- _THE TASK_: Go line by line through the entries below and copy those containing the string "JSON".

- - - - -

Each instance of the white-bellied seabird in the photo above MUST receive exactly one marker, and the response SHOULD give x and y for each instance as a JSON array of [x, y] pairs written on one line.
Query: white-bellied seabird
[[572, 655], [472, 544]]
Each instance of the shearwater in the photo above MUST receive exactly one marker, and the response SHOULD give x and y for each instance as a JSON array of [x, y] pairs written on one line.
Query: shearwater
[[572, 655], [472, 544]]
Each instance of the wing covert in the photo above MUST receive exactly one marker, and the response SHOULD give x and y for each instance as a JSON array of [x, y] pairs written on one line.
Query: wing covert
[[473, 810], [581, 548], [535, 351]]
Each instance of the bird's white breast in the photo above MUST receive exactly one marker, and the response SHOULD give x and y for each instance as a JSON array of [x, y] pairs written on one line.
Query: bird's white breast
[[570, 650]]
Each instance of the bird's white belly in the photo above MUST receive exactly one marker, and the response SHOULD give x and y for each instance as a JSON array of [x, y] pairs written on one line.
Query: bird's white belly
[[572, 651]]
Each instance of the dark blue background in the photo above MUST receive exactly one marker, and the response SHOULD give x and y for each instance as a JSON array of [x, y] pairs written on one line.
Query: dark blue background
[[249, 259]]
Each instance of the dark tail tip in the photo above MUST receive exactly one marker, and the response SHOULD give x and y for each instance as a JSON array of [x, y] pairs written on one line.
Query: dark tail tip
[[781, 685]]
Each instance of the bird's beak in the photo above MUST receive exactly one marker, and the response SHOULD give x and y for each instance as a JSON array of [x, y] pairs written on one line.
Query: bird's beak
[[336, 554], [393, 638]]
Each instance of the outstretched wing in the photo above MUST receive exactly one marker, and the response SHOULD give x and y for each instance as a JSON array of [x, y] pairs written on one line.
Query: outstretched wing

- - - - -

- _EXERCISE RESPONSE_:
Each instance of the white-bellied seabird in the photo above MUST receive exactly one marker, and the response SHOULD give x and y for each instance as a JSON array of [x, y] pairs written on one line.
Each instance of the shearwater in the photo above MUST receive exactly one marker, and the response SHOULD give x and y for each instance as a JSON array of [x, y] pairs written on one line.
Each instance of the wing covert in the photo above MUST receive exactly one marker, and the response SHOULD give x and y for each instance as a JSON array of [x, y] pairs written on one line.
Each instance of the bird's white breast in the photo above MUST receive exactly one marker, and the response SHOULD give x and y for each instance as a JSON array of [x, y] pairs written on one line.
Each instance of the bird's white belly in the photo above MUST receive exactly one marker, and the response SHOULD give x and y for each instance as a JSON array of [x, y] pairs written on one line.
Each instance of the dark blue background in the photo above MUST receive exactly one marker, and the response SHOULD give x and y for each instance as a JSON array of [x, y] pairs written on one line.
Each instance of the dark tail tip in the photo above MUST receive exactly one marker, and the response SHOULD give x and y for each instance as a JSON array of [x, y] pairs written on one line.
Each instance of the bird's beak in the photo above MUST receive exactly one marker, and the response SHOULD give x and y for each instance as a JSON array of [x, y] pairs written on one line.
Each instance of the outstretched wing in the photo above MUST receive exactly one marker, and the response SHOULD give x and y for each instance as a JSON array of [x, y] pairs written on one line.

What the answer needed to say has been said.